* _Udostępniony fragment_
Józef K.

Tytuł tego felietonu zostanie później uzasadniony, a na razie chciałbym zapowiedzieć, że przez pewien czas będę się zajmował problemami związanymi z nieuprawnioną ingerencją w nasze życie prywatne oraz z ingerencją uprawnioną. Ponieważ częściej mamy do czynienia z ingerencją nieuprawnioną, więc oczywiście będzie więcej na ten temat, czytelników zaś, którzy chcieliby mi opisać jakieś szczególnie interesujące przypadki zapraszam pod podany poniżej adres e-mailowy.

19.12.2004

Czyta się kilka minut

Ingerencja w nasze życie zaczyna się od tego momentu, który uznajemy za początek życia. Dlatego też, w celu ograniczenia ingerencji w nasze życie, rodzicom zostało w ostatnich dekadach bardzo wiele narzucone. Nie wolno im nie tylko fizycznie szkodzić dzieciom. Ale także nie wolno ich nadmiernie torturować psychicznie, co ma na przykład daleko idące skutki powodujące straszliwe rozwydrzenie dzieci chowanych zgodnie ze skrajnie liberalnymi metodami pedagogicznymi. W niektórych krajach (Szwecji) nie wolno nawet stosować klasycznego “jak odrobisz lekcje, to ci dam na kino", bo jest to niewątpliwy szantaż, a więc brutalna ingerencja w życie młodego człowieka, i może podlegać nawet sądowej ocenie.

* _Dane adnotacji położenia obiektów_

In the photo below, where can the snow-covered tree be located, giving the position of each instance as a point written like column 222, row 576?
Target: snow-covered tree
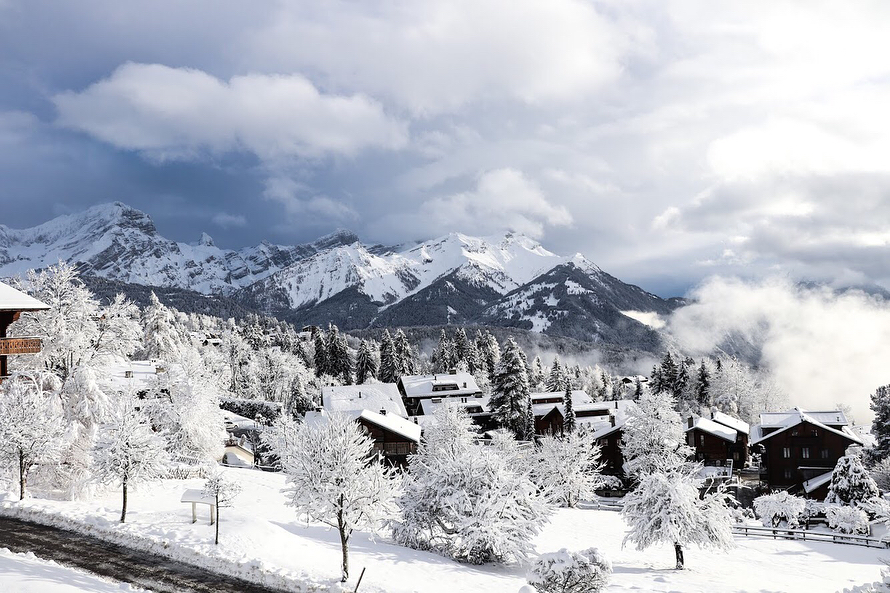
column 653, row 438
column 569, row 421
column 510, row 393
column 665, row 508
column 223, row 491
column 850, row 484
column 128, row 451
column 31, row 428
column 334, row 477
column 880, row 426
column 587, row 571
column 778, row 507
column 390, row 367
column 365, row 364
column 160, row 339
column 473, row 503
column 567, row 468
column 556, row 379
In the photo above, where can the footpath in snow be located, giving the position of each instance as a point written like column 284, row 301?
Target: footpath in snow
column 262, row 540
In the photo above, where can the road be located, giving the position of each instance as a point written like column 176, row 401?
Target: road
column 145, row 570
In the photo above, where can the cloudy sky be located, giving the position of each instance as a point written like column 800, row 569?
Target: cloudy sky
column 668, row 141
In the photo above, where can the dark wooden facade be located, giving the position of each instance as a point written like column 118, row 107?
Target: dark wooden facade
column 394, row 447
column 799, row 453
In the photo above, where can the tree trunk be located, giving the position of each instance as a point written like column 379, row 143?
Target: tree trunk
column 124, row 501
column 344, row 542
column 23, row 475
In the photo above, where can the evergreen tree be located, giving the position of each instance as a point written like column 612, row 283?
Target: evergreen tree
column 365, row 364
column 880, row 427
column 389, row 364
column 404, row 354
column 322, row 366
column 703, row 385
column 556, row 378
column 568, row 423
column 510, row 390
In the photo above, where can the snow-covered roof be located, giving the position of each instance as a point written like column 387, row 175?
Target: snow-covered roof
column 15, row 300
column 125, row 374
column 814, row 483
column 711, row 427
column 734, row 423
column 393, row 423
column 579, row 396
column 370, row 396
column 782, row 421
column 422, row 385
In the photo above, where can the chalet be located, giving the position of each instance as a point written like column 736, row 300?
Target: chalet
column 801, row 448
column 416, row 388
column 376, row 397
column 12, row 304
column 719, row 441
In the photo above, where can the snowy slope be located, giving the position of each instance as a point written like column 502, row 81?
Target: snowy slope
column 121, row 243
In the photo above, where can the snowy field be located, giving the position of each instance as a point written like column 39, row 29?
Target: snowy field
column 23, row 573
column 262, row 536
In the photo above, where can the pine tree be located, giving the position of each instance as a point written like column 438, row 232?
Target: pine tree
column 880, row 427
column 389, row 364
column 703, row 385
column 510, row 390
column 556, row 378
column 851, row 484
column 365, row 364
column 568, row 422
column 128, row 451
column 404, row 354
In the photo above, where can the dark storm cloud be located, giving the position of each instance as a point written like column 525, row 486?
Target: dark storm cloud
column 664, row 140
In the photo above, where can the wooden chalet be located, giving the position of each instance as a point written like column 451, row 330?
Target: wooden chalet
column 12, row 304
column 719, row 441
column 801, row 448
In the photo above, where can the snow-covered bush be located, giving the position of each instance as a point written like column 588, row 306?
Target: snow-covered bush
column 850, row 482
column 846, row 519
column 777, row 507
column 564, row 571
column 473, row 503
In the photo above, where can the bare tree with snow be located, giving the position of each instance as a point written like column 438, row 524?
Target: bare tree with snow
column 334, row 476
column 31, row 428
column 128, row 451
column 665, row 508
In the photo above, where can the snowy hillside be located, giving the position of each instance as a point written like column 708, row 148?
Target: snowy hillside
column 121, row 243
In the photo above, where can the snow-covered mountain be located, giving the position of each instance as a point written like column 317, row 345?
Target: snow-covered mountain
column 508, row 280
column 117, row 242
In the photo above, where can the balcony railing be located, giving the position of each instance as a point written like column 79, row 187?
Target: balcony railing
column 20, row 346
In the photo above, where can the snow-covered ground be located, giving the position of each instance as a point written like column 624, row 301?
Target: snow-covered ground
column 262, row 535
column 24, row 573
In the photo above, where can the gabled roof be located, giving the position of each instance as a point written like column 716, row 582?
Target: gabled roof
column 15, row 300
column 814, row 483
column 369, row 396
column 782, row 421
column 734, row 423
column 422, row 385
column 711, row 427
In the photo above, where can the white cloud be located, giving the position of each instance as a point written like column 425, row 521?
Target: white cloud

* _Zadanie do wykonania_
Proszę wiernie przepisać z felietonu o ingerencji w życie prywatne wszystko od słów "Tytuł tego felietonu" aż po słowa "poniżej adres e-mailowy.".

* _Odpowiedź do zadania_
Tytuł tego felietonu zostanie później uzasadniony, a na razie chciałbym zapowiedzieć, że przez pewien czas będę się zajmował problemami związanymi z nieuprawnioną ingerencją w nasze życie prywatne oraz z ingerencją uprawnioną. Ponieważ częściej mamy do czynienia z ingerencją nieuprawnioną, więc oczywiście będzie więcej na ten temat, czytelników zaś, którzy chcieliby mi opisać jakieś szczególnie interesujące przypadki zapraszam pod podany poniżej adres e-mailowy.